▶ **提供された文章**

ピース又吉×せきしろが語る、自由律俳句の面白さと自意識の葛藤 「自分が好きかどうかと自意識は別なのかもしれない」

又吉直樹×せきしろ、自由律俳句を語る

――タイトルとなった又吉さんの句は、まさに2人の中間にある句だと。

又吉:そんな気がします。

せきしろ:わかるよね、この感覚は。僕、自動販売機で売ればいいと思ってるくらい、蕎麦湯が好きなんですけど。

又吉:せきしろさんは蕎麦湯だけで飲むんですって。

せきしろ:蕎麦湯の良さだけを味わいたいから、つゆは違う器に全部入れるか、それがあまり綺麗じゃないなと思った時は残ったつゆを全部飲み干して、最初からなかったものにするんです。

又吉:そこまでして、蕎麦湯だけを楽しみたいんですね(笑)。

せきしろ:東京に出てきて、こんなおいしいものがあるんだと感動した。だから、コンビニに蕎麦湯を置いてほしいです。コーヒーみたくカップだけ100円で買うから!

又吉:もしコンビニにあるとしたら、かつてあったものです。これから生まれるものではないと思いますけどね(笑)。

――蕎麦湯好きのせきしろさんとしては、タイトルになった又吉さんの句に感じ入るものがあったと。

又吉:そもそも、初めて行った店が蕎麦湯を出す店かどうかもわからない。来ないのに待っていてもしょうがないし、店員さんにくださいとお願いするのは失礼かもしれないし。

せきしろ:セルフの場合もあるしね。実は置いてあったことに気づかない自分がいたのかもしれない。いつまで待っていいのかもわからないし、蕎麦湯ないんですかって聞くのもかっこ悪いじゃないですか。ないって言われたら、二度とそのお店に行けなくなるし、通ってお店の人に“蕎麦湯”ってあだ名付けられるのも……。“蕎麦湯来た!”って言われたら嫌ですから。

又吉:僕、相方に書いたネタを渡すために、近所のコンビニでよくコピーしてたんです。ある日、先輩と居酒屋で飲んでたら、そのコンビニの店員たちが奥の席で飲み会をしていて。普段、丁寧に接客してくれる人たちの羽目を外した姿はあんまり見たくないなと向こうから見えないように隠れてたんですけど、見つけられて。その瞬間、「あ、コピーだ!」って言われたんです。

せきしろ:もう……最悪だ!(笑)

又吉:一緒に飲んでいた先輩が少しケンカっ早い人だったので、絶対にこの状況を知られてはいけない。ケンカになったら、僕が一番恥ずかしいと思ったので、何も起こってないように振る舞いました。

――やるせなさだけで自分自身だけで食い止めようとしたなんて、何周も思考したが故の気遣いを感じます。それぞれの句で印象的なものはありますか?

又吉:せきしろさんの『小さいじゃがいもともっと小さいじゃがいも』は、風景としてもわかるし、音としても面白いですよね。

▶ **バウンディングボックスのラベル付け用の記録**
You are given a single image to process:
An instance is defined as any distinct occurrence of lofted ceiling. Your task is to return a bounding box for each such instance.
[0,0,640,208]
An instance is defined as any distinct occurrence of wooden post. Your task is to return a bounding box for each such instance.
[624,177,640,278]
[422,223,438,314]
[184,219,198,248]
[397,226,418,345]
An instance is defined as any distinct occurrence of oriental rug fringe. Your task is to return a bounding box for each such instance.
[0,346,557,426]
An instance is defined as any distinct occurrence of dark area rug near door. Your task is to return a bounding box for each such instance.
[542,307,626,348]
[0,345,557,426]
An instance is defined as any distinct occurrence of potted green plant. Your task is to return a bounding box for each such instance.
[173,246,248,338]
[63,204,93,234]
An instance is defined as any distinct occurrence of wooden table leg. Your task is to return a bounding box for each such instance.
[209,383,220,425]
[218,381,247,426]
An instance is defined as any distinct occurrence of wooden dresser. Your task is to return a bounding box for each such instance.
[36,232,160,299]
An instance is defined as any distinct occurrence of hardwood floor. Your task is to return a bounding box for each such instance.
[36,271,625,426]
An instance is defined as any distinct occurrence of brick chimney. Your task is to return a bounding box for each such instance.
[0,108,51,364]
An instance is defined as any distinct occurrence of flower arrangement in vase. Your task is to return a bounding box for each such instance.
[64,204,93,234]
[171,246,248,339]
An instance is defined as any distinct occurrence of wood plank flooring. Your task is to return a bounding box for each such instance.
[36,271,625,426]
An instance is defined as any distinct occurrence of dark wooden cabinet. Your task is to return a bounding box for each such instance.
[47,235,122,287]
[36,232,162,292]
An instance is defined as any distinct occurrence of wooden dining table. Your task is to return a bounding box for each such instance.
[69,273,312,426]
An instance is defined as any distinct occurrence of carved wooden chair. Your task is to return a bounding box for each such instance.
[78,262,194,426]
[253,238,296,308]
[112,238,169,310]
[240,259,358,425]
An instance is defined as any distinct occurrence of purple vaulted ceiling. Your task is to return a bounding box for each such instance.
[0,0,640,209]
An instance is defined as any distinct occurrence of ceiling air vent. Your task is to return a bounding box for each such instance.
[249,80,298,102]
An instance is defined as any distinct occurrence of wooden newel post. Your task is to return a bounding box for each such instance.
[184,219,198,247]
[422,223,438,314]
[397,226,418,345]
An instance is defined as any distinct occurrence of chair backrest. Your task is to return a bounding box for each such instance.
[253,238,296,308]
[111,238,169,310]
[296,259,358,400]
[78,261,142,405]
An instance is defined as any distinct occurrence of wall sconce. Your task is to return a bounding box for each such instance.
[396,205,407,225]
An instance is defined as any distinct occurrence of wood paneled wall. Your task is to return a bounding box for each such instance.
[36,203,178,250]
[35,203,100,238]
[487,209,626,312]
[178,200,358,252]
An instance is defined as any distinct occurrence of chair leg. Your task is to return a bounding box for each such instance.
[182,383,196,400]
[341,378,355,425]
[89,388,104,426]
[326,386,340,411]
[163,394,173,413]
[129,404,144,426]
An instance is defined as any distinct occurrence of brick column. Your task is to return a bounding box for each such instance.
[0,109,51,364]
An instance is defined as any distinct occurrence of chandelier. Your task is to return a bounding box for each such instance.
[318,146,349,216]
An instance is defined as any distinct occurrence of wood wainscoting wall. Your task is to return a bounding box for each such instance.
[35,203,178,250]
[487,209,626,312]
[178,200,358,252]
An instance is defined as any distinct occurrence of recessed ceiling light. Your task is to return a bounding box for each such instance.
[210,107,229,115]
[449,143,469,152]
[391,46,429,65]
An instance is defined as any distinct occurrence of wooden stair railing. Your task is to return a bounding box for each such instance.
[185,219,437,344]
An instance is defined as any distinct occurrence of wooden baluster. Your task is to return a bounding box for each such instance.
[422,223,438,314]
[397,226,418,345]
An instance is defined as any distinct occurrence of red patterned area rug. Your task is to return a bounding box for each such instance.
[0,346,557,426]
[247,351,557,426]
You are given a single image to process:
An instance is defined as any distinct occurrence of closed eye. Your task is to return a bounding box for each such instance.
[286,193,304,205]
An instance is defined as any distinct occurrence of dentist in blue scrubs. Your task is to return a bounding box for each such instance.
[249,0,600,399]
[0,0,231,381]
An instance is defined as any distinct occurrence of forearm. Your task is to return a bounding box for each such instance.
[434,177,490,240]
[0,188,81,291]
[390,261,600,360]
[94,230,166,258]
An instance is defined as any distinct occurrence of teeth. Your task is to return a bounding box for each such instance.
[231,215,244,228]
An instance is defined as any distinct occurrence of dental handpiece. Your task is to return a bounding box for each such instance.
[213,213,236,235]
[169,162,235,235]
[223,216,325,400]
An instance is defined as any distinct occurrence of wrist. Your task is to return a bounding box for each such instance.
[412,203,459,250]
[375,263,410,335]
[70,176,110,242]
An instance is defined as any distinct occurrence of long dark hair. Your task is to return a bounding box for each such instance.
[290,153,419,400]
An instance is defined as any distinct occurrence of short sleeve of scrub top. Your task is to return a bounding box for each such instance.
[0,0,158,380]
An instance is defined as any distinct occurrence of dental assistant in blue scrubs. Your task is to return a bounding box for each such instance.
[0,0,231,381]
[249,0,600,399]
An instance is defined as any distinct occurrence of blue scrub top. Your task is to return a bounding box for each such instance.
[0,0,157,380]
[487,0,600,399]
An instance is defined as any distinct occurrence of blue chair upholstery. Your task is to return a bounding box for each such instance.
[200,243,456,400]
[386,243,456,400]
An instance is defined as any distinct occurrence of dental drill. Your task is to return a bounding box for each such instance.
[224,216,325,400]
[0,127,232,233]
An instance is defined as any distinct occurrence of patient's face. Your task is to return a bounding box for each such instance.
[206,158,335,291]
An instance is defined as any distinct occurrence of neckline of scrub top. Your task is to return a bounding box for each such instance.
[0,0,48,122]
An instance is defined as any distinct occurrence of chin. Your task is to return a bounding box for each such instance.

▶ **課題**
提供された文章で、居酒屋でコンビニの店員たちに見つかった又吉さんが、何も起こっていないように振る舞った理由を1〜3文で説明してください。 記録は使わなくても構いません。

▶ **課題への回答**
一緒に飲んでいた先輩が少しケンカっ早い人だったので、この状況を絶対に知られてはいけないと考えたからです。ケンカになったら自分が一番恥ずかしいと思ったため、何も起こっていないように振る舞いました。